Extract provided:

This morning I was thinking about how I eat differently when Rice isn't around. Even when the kids are here, I still eat differently. It's a lot more basic when I'm by myself.

I can see myself making bread with eggplant or white bean or garlic spreads or hummus and eating that for dinner with maybe a small salad. Or vegetarian soups, and bread. (Maybe I should bake some bread...). I've done that before. I eat a lot less meat when he's around. The last time we lived for an extended period of time apart (when I started grad school and we lived separately for a couple weeks) I found myself eating and living differently than when Rice and I are together.

I'll have to remember to get enough protein and calcium, particularly for the baby.

It's funny how two people from different backgrounds and lives make a new one when they come together. I live differently when we're apart in so many ways.

I'm thinking of looking at this as a time to explore my individual self and independence (though these aren't these I've ever completely lost) than a time of being apart.

I haven't been completely alone like this for years. When Rice was sent to Belgium all those times J-Spot still lived here and so I had someone in the evenings. And now there's kids, which is a different sort of alone and togetherness.

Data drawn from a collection
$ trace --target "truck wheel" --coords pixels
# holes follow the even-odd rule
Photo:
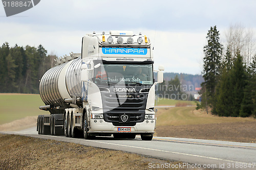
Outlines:
[[[39,130],[40,130],[40,134],[41,135],[42,134],[42,115],[41,115],[40,116],[40,128],[39,128]]]
[[[50,120],[50,132],[51,135],[53,135],[53,115],[51,115],[51,119]]]
[[[76,137],[77,135],[77,132],[76,132],[76,129],[75,129],[75,126],[74,125],[74,116],[73,115],[73,113],[71,113],[71,124],[70,125],[70,129],[71,129],[71,136],[73,138]]]
[[[151,140],[153,138],[152,133],[144,133],[140,134],[140,137],[142,140]]]
[[[68,114],[67,113],[65,113],[65,114],[64,115],[64,135],[65,135],[66,136],[68,137],[69,136],[69,135],[68,134]]]
[[[83,116],[83,137],[86,139],[89,139],[90,138],[88,134],[88,121],[87,120],[87,112],[86,112]]]
[[[68,132],[68,137],[71,137],[71,131],[70,129],[71,129],[71,127],[70,126],[70,123],[71,123],[71,120],[70,120],[70,116],[69,116],[69,114],[68,113],[68,124],[67,124],[67,132]]]
[[[45,125],[45,117],[42,116],[42,134],[43,135],[49,135],[50,133],[50,126]]]
[[[38,135],[40,134],[40,115],[37,116],[37,126],[36,127],[36,130],[37,131],[37,133]]]

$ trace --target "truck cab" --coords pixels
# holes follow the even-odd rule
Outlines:
[[[87,34],[82,42],[82,100],[90,115],[88,133],[152,139],[155,84],[162,82],[163,75],[158,71],[154,80],[150,39],[131,31],[111,31]]]
[[[87,34],[81,54],[70,54],[42,76],[39,93],[50,115],[39,115],[39,134],[85,139],[96,136],[152,140],[156,125],[154,69],[149,38],[131,31]],[[158,72],[157,80],[153,71]]]

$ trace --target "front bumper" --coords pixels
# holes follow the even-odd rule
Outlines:
[[[95,122],[94,120],[97,122]],[[102,121],[100,121],[100,120]],[[148,123],[146,123],[146,120]],[[91,127],[89,129],[89,133],[154,133],[155,119],[145,119],[141,123],[137,123],[134,126],[115,126],[112,123],[105,122],[103,119],[91,119]],[[131,132],[118,132],[118,127],[131,127]]]

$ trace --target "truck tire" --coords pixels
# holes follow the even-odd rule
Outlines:
[[[37,133],[38,135],[40,135],[41,133],[40,133],[40,115],[37,116],[37,126],[36,127],[36,130],[37,131]]]
[[[51,135],[53,135],[53,115],[51,115],[51,118],[50,119],[50,132]]]
[[[83,137],[86,139],[89,139],[90,136],[88,133],[88,120],[87,116],[87,112],[84,113],[83,116]]]
[[[151,140],[153,138],[152,133],[143,133],[140,134],[140,137],[142,140]]]
[[[55,126],[56,121],[56,117],[53,115],[53,135],[55,136],[63,135],[64,133],[61,127]]]
[[[68,114],[65,112],[64,114],[64,123],[63,123],[63,130],[64,130],[64,135],[68,137],[69,135],[68,134]]]
[[[40,134],[42,135],[42,115],[40,116],[40,126],[39,126],[39,131],[40,131]]]
[[[70,123],[71,122],[71,120],[70,120],[70,114],[68,113],[68,118],[67,118],[67,120],[68,120],[68,123],[67,124],[67,132],[68,132],[68,137],[71,137],[71,131],[70,130],[71,129],[71,126],[70,126]]]
[[[73,138],[76,137],[77,135],[77,132],[76,132],[76,129],[75,128],[75,126],[74,125],[74,116],[73,115],[73,113],[71,113],[71,124],[70,125],[70,131],[71,131],[71,137]]]
[[[50,134],[50,126],[45,125],[45,117],[42,116],[42,134],[49,135]]]

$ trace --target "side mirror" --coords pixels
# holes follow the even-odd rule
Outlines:
[[[164,70],[164,67],[163,65],[160,65],[158,66],[158,69],[159,70],[163,71]]]
[[[87,64],[82,64],[81,66],[81,81],[82,82],[88,82],[87,70],[88,67]]]
[[[88,67],[87,67],[87,64],[82,64],[82,66],[81,66],[81,69],[82,70],[87,69],[87,68],[88,68]]]
[[[163,82],[163,72],[161,70],[157,72],[157,83]]]
[[[98,67],[99,67],[100,66],[100,63],[99,63],[99,64],[97,64],[96,65],[95,65],[94,66],[94,68],[98,68]]]

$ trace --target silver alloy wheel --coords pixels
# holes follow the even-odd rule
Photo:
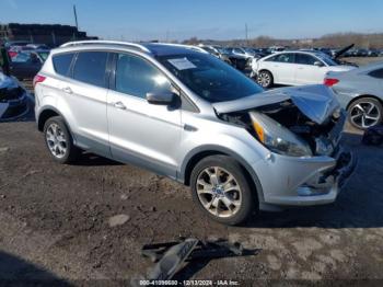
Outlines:
[[[56,123],[51,123],[45,135],[48,148],[56,158],[61,159],[67,153],[67,139],[66,136]]]
[[[202,170],[196,183],[199,202],[206,210],[217,217],[235,215],[242,204],[242,192],[235,177],[220,167]]]
[[[359,102],[350,111],[350,120],[356,126],[368,128],[379,123],[381,112],[372,102]]]
[[[269,87],[271,83],[271,77],[268,72],[260,72],[257,82],[264,88]]]

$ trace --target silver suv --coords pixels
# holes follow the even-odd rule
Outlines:
[[[324,85],[265,92],[189,46],[74,42],[34,79],[36,120],[57,162],[81,150],[192,187],[228,225],[258,209],[335,200],[356,161]]]

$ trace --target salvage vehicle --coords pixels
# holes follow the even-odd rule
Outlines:
[[[352,126],[367,129],[383,120],[383,62],[348,72],[328,72],[324,84],[330,87],[340,105],[348,111]]]
[[[353,66],[338,65],[321,51],[276,53],[252,64],[252,77],[263,88],[274,84],[303,85],[323,83],[328,71],[348,71]]]
[[[265,92],[189,46],[67,43],[34,87],[56,162],[86,150],[143,167],[190,186],[201,211],[227,225],[332,203],[356,164],[339,145],[346,116],[330,89]]]
[[[49,50],[32,50],[19,53],[11,60],[11,73],[19,80],[33,79],[42,69]]]

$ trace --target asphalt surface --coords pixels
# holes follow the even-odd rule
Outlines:
[[[335,204],[262,213],[225,227],[202,216],[189,191],[171,180],[93,154],[60,165],[35,123],[0,126],[1,279],[126,284],[151,266],[140,256],[142,244],[179,236],[240,241],[259,253],[200,262],[178,278],[383,278],[383,152],[355,134],[345,144],[359,164]],[[16,263],[1,263],[9,261]]]

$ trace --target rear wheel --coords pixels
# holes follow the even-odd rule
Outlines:
[[[373,97],[362,97],[355,101],[348,108],[348,118],[352,126],[367,129],[382,122],[382,104]]]
[[[258,84],[265,89],[270,88],[274,83],[272,81],[272,74],[269,71],[260,71],[257,76]]]
[[[50,156],[59,163],[73,162],[80,150],[73,145],[73,139],[61,116],[50,117],[44,125],[45,142]]]
[[[204,214],[225,225],[239,225],[255,211],[254,194],[243,168],[227,156],[202,159],[192,172],[192,192]]]

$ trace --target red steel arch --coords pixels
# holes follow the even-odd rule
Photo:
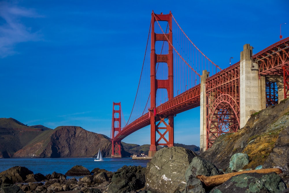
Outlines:
[[[240,63],[206,81],[207,148],[224,133],[240,128]]]

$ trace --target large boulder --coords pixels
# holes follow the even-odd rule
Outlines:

Activities:
[a] Output the post about eating apart from Rice word for word, from "I can see myself" up to and including "for the baby.".
[b] Pick up the post about eating apart from Rice after its last sentence and continue writing it.
This data is separate material and has no connection to the post about eating apart from Rice.

Answer set:
[a]
I can see myself making bread with eggplant or white bean or garlic spreads or hummus and eating that for dinner with maybe a small salad. Or vegetarian soups, and bread. (Maybe I should bake some bread...). I've done that before. I eat a lot less meat when he's around. The last time we lived for an extended period of time apart (when I started grad school and we lived separately for a couple weeks) I found myself eating and living differently than when Rice and I are together.

I'll have to remember to get enough protein and calcium, particularly for the baby.

[b]
And the more and more I think about it, the more and more I think writing a novel in November may be a good idea. It may be the best, healthy choice.

I have to work on revamping Avadore's naps in prep for J-Spot's wedding. (It's at 3 p.m., right smack dab in the middle of naptime, and will go with pictures and what not until bedtime.) I may start putting the kids down earlier at night, getting them up earlier in the morning and napping earlier in the afternoon. And when they go down at night, I'll write until time for a decent bedtime. And when they nap, I'll take a short nap. Not long enough so I can't go right to sleep at night (because nights are truly the worst for me, especially in winter), but long enough so I can function in the evening and have the energy to parent and write. Of course, Daylight Savings time will be an interesting factor in all of this.